* _WHAT YOU WILL DO_: Below are some entries; can you quote all of them exactly?

* _MATERIAL FOR THIS TASK_:
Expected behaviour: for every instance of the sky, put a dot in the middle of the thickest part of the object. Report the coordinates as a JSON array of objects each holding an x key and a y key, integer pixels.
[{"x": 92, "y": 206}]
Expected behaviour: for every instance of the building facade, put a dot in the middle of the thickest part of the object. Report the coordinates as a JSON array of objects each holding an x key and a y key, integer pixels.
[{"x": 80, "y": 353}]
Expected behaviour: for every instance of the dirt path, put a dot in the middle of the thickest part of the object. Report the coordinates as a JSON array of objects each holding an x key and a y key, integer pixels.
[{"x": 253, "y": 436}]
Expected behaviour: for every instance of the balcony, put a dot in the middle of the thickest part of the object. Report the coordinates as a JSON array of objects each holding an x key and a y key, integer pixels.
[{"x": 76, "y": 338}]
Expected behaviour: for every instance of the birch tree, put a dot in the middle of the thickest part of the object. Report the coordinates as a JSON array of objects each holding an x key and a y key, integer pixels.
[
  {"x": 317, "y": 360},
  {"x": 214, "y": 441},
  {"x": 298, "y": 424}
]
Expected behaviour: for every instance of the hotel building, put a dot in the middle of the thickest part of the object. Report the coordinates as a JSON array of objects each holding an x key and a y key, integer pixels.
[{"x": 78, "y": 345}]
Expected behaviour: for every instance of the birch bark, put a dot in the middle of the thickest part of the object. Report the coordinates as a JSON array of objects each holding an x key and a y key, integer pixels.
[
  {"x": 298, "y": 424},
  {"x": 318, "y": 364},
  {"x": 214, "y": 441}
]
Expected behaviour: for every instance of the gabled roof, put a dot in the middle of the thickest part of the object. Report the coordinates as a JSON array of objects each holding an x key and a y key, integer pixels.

* _ANSWER BOX_:
Expected behaviour: for every instance of the sky, put a dot in the middle of the thickest part of the object. Report the coordinates as a JSON array of objects each holding an x key and a y key, integer pixels.
[{"x": 92, "y": 206}]
Expected behaviour: for every instance of the building facade, put a dot in the middle of the thickest part of the object. Report the coordinates as a JSON array of objects each holding an x key and a y key, integer pixels.
[{"x": 80, "y": 353}]
Expected behaviour: for every instance of the dirt path, put a dot in the middle of the thickest part of the object. Report the coordinates as a JSON array of objects each holding an x key and a y key, integer pixels.
[{"x": 253, "y": 436}]
Expected behaviour: for every instance of the balcony, put a dot in the middle of the thickest part of the object. Report the coordinates as a JSON array of objects each holding an x key and a y key, integer pixels.
[{"x": 76, "y": 338}]
Expected behaviour: for every instance of the birch tree, put a dot in the middle of the thickest part of the object. Report the coordinates as a JSON array of objects each holding an x key and a y key, integer pixels.
[
  {"x": 317, "y": 360},
  {"x": 214, "y": 441},
  {"x": 298, "y": 424}
]
Expected behaviour: for every instance of the hotel building, put a dot in the middle of the thickest part of the object. Report the coordinates as a JSON array of objects each holding an x key and a y key, integer pixels.
[{"x": 78, "y": 345}]
Expected behaviour: for every instance of the birch bark, put a dot in the middle of the thickest part of the object. Report the coordinates as a JSON array of objects each holding an x key and a y key, integer pixels.
[
  {"x": 298, "y": 424},
  {"x": 318, "y": 364},
  {"x": 214, "y": 441}
]
Expected behaviour: for every instance of the gabled roof, put a dot in the middle of the thickest part of the object. Report the coordinates as a JSON array of objects each holding an x key and a y key, integer pixels.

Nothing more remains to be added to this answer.